===== PAGE EXCERPT

The event is a fundraiser by the library’s support group, the Friends, and the turnout was heartening to us.

To see hundreds of readers poring over thousands of titles made me think that books might just be around a while longer, despite my usually less than sanguine view about their prevalence in future society.

Understand that if you’re reading this today, you’re part of a minority group.

The National Endowment for the Arts, in its 2007 report on a comprehensive analysis of reading patterns in the United States, summed it up this way:

“Americans are reading less — teens and young adults read less often and for shorter amounts of time compared with other age groups and with Americans of previous years.”

NEA also found reading scores for American adults of almost all education levels have deteriorated, notably among the best-educated groups. From 1992 to 2003, the percentage of adults with graduate school experience who were rated proficient in prose reading dropped by 10 points, a 20 percent rate of decline.

There was more unhappy, though predictable, news. The decline in reading is tied directly to adverse effects on our culture, our economy and civic life and on our children’s educational achievement.

NEA’s “Big Read” program was announced at the same time the report was released. It’s aimed at community reading and, in my view, at reviving America’s love of books.

The book sale with its intergenerational throngs of browsers made me think there might be some hope.

I understand that there quite likely will always be books in one form or another — electronic versions online or audio books on CDs.

But we learned to love books when we were young and a visit to the library was a joyful, much anticipated event. Those books were produced by putting ink on paper and binding the pages together between hard covers. They felt good in your hands, and they had a pleasant smell when you opened them.

A few years ago, when I was commuting an hour and a half or more a day, I listened to books on CDs. It was a good way to make productive use of that otherwise idle time, and I enjoyed the books I consumed on those rides. But it wasn’t the same as pulling an old friend off the shelf and settling into an easy chair for a good read.

On Saturday at the library, though, you’d never have guessed that reading is in decline in the United States.

You could barely fit through the crowds in the aisles between the tables, inside and out, laden with books of every possible genre. People were leaving with bags full of books, most of them picked up for $1 apiece.

Besides reading, Beverly and I share a love of cooking, fine dining and food history, and she was thrilled to discover a batch of the little recipe books that accompanied Time-Life’s “Food of theWorld” collection published in the late 1960s and early ‘70s. Recipes from Provence, Italy and Russia were among the wire-bound notebook-style editions that accompanied the bigger, illustrated books written by the likes of Craig Claiborne, Julia Child, James Beard and M.F.K. Fisher.

We also found a barely used copy of Ken Follett’s “World Without End,” the 2007 sequel to his 1989 masterpiece, “The Pillars of the Earth,” along with some recreational reading — an old Agatha Christie mystery, a couple of Grishams and a John Le Carre thriller, and a few others, including a couple by one of Beverly’s favorites, James Herriott, the pen name of the British veterinarian who wrote the delightful books that became the BBC television series, “All Creatures Great and Small.”

For less than $20, we walked off with a boxful of books and a bag filled with what wouldn’t fit in the box — our summer reading collection — and we made a modest contribution to the Friends for their library projects. (A footnote: Last year, the Friends raised $46,487 in their book sales.)

==========
===== DATASET EXTRACT

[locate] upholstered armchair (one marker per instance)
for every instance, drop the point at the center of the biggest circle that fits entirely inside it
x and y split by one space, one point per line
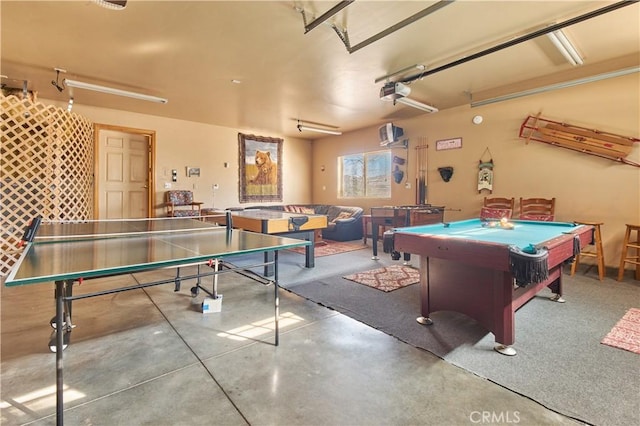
179 203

==========

(TASK REQUIREMENTS)
1. Copy out the passage of the book sale column that begins with the words "To see hundreds" and ends with "a minority group.".
2. According to the book sale column, who wrote the bigger illustrated books that the little Time-Life recipe books accompanied? List every name it gives.

(PROBLEM SOLUTIONS)
1.
To see hundreds of readers poring over thousands of titles made me think that books might just be around a while longer, despite my usually less than sanguine view about their prevalence in future society.

Understand that if you’re reading this today, you’re part of a minority group.

2.
Craig Claiborne
Julia Child
James Beard
M.F.K. Fisher